Supplied passage

╔══

Martha's Vineyard Lighthouses

If you love lighthouses, we hope you will visit us where you can explore them to your heart's content. In a previous blog we have written about the Lighthouses of Cape Cod but we don't want to forget about the islands to our south; namely Nantucket and Martha's Vineyard. In this blog, we will be sharing information about the lighthouses of Martha's Vineyard.

During the 1700s and 1800s lighthouses were paramount for the safe harbor of mariners, especially when navigating the waters approaching an island. The island of Martha's Vineyard is home to five of these guardians of ports. They are all located on the north side of the island overlooking Nantucket and Vineyard Sounds, the entrance to Edgartown Harbor, and Cape Poge. All are easily accessible with the exception of Cape Poge Light.

We hope the following information is helpful to you in exploring these beautiful and historic beacons of safety from a bygone era. It is through the efforts of organizations that recognize the importance of maintaining them that we are able to enjoy them today.

East Chop and West Chop Lighthouses in Vineyard Haven
From the mid 1600s to the mid 1900s, the harbor called "Holmes Hole" was considered one of the most important ports of protection on the Atlantic coast. In 1871 it acquired the name Vineyard Haven and was Martha's Vineyard's busiest port. The harbor is protected by two areas known as East Chop and West Chop with lights in each area. In England, the word "chop" meant the entrance to a channel.

East Chop Lighthouse  
Photo of East Chop Lighthouse in Vineyard Haven
The first lighthouse in East Chop was built and privately owned by a sea captain and was funded by local mariners and some who were just passing through. The government bought the little lighthouse in 1878 and built the current structure out of cast iron. It was built on a cliff and stood 79 feet above the ocean. It was fitted with a forth order Fresnel lens that emitted a fixed white light. It was later converted to a flashing red light and then a flashing green light. The lighthouse was originally a reddish-brown color and was called " the Chocolate Lighthouse". It wasn't until 1988 that it was painted white. The lighthouse was automated in 1934 and the original Fresnel lens was replaced by the more modern optic lens in 1984. The lighthouse is open to the public for tours on Sundays right before sunset from mid-June to mid-September.

╚══

(Region labeling records)

╔══

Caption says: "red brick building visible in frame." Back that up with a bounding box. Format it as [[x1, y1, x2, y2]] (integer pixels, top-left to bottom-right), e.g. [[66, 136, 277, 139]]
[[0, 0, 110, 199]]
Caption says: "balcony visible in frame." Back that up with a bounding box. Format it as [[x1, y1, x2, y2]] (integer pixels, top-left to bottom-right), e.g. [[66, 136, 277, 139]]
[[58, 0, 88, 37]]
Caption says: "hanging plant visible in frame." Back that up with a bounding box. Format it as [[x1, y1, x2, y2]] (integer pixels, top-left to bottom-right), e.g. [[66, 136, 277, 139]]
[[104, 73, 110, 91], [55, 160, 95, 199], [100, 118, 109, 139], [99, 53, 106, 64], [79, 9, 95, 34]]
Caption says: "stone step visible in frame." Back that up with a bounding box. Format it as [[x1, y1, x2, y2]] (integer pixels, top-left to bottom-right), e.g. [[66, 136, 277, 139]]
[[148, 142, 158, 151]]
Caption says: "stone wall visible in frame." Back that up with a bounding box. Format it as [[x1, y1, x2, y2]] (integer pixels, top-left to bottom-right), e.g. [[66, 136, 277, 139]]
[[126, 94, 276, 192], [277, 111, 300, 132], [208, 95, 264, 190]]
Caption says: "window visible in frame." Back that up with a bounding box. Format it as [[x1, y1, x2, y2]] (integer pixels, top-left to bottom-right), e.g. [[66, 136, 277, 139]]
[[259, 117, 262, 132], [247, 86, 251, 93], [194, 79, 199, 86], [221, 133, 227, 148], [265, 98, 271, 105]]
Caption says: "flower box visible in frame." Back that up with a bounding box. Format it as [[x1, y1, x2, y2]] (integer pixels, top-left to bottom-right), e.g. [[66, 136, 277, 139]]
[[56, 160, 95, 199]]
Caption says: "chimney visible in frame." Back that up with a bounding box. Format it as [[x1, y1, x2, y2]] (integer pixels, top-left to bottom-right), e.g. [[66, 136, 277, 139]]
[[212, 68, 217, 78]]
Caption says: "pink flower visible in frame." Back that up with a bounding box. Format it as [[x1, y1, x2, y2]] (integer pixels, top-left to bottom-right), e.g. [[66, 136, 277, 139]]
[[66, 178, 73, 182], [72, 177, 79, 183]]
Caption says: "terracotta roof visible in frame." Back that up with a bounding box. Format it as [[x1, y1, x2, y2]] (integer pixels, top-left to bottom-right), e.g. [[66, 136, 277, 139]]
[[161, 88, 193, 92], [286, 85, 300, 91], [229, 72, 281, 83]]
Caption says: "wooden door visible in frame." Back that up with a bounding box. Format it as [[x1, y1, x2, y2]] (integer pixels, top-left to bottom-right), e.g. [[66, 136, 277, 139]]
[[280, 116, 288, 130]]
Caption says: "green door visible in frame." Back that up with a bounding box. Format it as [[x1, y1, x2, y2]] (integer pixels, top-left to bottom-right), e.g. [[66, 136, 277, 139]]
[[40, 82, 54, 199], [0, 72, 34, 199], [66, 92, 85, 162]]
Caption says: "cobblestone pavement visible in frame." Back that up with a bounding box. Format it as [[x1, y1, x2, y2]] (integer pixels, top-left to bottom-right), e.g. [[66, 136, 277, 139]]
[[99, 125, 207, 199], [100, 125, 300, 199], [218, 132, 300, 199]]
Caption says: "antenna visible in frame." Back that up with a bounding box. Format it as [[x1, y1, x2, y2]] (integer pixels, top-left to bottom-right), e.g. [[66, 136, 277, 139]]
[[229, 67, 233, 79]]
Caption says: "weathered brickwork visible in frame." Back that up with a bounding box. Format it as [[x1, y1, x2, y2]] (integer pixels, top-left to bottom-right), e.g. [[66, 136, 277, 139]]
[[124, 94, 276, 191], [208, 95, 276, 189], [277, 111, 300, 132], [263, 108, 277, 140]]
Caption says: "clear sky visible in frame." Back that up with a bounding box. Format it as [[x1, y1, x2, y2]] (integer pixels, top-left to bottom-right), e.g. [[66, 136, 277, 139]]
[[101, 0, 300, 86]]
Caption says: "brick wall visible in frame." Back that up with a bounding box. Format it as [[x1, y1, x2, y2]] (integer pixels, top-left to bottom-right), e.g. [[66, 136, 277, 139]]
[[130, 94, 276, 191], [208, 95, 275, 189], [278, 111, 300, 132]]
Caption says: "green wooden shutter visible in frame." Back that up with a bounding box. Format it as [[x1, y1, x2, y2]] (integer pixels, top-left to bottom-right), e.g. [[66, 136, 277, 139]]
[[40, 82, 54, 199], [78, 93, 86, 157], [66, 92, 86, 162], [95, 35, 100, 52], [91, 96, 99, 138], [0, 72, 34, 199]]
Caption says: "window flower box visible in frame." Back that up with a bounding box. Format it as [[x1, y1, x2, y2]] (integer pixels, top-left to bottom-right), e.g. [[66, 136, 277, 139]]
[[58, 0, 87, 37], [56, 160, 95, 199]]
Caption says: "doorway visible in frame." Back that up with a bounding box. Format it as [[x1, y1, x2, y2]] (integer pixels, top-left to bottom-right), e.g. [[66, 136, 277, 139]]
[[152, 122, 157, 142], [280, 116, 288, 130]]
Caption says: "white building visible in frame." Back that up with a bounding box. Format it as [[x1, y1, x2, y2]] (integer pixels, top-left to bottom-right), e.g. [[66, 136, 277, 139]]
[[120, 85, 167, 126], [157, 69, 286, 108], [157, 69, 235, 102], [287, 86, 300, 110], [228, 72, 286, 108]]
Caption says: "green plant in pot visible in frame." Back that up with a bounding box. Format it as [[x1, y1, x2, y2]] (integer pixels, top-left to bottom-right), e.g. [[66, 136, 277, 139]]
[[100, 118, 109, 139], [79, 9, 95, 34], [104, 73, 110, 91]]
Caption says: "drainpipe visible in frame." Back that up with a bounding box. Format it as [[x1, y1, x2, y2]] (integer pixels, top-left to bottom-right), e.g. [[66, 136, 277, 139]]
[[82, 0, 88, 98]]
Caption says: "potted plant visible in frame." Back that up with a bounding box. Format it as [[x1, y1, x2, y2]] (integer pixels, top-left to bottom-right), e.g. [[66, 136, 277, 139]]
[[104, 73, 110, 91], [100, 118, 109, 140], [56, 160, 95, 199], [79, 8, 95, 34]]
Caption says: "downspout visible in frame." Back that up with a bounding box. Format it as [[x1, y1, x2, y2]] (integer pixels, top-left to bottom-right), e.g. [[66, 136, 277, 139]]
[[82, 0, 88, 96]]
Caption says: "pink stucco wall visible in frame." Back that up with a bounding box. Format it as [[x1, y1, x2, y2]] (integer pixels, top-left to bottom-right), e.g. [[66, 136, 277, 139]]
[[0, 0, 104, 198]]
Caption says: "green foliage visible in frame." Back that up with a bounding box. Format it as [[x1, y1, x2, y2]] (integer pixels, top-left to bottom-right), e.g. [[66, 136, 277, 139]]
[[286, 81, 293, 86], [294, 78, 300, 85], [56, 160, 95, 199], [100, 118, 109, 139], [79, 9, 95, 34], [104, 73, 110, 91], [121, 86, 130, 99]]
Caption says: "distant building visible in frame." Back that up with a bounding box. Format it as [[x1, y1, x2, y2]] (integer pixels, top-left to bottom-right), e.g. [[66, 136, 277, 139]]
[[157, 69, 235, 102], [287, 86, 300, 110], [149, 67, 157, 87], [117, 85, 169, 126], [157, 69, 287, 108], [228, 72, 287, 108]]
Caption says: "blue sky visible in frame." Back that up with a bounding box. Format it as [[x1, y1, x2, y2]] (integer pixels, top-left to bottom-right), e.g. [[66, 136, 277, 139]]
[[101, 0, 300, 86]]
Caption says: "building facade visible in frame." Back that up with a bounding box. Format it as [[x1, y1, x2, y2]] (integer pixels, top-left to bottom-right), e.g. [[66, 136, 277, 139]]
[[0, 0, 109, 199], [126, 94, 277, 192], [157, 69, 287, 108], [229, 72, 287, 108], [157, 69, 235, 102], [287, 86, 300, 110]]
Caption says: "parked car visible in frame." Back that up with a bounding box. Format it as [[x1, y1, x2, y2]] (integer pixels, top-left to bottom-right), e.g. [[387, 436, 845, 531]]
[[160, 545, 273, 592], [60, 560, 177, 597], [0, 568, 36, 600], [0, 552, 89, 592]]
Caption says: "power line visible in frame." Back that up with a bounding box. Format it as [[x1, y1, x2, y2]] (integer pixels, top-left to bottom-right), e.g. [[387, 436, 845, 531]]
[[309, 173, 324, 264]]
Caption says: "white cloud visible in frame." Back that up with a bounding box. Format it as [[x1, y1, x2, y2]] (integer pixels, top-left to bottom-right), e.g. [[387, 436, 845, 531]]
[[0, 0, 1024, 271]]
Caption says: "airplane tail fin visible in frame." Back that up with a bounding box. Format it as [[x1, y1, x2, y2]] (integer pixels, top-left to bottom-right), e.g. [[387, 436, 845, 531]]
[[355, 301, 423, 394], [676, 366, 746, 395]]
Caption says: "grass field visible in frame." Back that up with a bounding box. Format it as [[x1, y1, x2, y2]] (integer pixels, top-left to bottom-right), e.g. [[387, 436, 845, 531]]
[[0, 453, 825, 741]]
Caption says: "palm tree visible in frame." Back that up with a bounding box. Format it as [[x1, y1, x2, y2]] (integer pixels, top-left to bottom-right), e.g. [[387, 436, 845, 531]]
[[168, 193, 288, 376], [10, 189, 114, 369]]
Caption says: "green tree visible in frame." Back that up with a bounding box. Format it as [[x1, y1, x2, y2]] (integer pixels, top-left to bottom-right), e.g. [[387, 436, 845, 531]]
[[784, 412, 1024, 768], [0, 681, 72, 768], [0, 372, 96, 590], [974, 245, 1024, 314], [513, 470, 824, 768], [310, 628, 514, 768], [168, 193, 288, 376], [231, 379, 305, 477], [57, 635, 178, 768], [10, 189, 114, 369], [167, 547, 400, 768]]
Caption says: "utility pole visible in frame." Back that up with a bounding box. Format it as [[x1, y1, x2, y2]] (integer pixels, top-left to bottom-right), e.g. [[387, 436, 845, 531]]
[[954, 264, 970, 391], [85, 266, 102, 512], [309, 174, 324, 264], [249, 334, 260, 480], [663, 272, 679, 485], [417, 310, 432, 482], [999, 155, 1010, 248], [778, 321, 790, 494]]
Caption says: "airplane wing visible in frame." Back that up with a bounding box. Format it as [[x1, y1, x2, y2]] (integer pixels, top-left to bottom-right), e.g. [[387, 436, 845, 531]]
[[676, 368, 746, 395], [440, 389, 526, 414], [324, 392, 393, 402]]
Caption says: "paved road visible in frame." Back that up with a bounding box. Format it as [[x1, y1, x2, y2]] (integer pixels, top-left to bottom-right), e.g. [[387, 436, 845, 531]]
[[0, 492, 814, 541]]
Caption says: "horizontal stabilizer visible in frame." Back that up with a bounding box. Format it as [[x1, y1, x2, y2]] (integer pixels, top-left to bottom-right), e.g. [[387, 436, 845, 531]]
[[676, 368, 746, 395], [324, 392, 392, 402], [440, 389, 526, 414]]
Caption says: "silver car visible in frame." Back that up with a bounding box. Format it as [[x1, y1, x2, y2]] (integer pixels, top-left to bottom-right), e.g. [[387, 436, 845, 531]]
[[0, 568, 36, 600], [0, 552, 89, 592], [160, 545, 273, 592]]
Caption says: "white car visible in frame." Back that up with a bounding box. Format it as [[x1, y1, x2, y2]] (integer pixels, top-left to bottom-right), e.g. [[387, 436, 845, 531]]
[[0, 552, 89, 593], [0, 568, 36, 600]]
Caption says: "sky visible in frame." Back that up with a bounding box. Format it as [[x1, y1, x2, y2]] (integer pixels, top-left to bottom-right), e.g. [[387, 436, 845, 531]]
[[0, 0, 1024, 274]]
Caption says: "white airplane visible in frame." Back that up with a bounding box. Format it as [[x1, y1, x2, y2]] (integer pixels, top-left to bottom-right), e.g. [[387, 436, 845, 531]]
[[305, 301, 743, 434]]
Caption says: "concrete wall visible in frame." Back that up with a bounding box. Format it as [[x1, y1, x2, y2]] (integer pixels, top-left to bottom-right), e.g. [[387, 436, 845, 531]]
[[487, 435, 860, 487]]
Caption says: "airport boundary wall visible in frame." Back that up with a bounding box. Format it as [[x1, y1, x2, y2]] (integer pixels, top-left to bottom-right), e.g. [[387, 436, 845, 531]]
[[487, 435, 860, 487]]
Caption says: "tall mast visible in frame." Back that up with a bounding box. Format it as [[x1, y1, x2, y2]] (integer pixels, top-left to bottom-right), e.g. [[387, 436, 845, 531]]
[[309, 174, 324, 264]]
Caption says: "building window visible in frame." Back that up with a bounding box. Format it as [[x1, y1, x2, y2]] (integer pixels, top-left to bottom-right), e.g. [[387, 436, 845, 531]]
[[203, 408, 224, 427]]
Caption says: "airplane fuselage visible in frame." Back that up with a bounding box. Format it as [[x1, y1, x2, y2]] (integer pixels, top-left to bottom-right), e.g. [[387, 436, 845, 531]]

╚══

Task requirements
(1) Repeat the section of the lighthouse passage verbatim, starting with "Martha's Vineyard Lighthouses" and going on through "Cape Poge Light.".
(2) Return each line of the records that contains the string "window", matching case exactly.
The lighthouse passage has no connection to the records.

Answers to the exercises
(1)
Martha's Vineyard Lighthouses

If you love lighthouses, we hope you will visit us where you can explore them to your heart's content. In a previous blog we have written about the Lighthouses of Cape Cod but we don't want to forget about the islands to our south; namely Nantucket and Martha's Vineyard. In this blog, we will be sharing information about the lighthouses of Martha's Vineyard.

During the 1700s and 1800s lighthouses were paramount for the safe harbor of mariners, especially when navigating the waters approaching an island. The island of Martha's Vineyard is home to five of these guardians of ports. They are all located on the north side of the island overlooking Nantucket and Vineyard Sounds, the entrance to Edgartown Harbor, and Cape Poge. All are easily accessible with the exception of Cape Poge Light.

(2)
Caption says: "window visible in frame." Back that up with a bounding box. Format it as [[x1, y1, x2, y2]] (integer pixels, top-left to bottom-right), e.g. [[66, 136, 277, 139]]
Caption says: "window flower box visible in frame." Back that up with a bounding box. Format it as [[x1, y1, x2, y2]] (integer pixels, top-left to bottom-right), e.g. [[66, 136, 277, 139]]
Caption says: "building window visible in frame." Back that up with a bounding box. Format it as [[x1, y1, x2, y2]] (integer pixels, top-left to bottom-right), e.g. [[387, 436, 845, 531]]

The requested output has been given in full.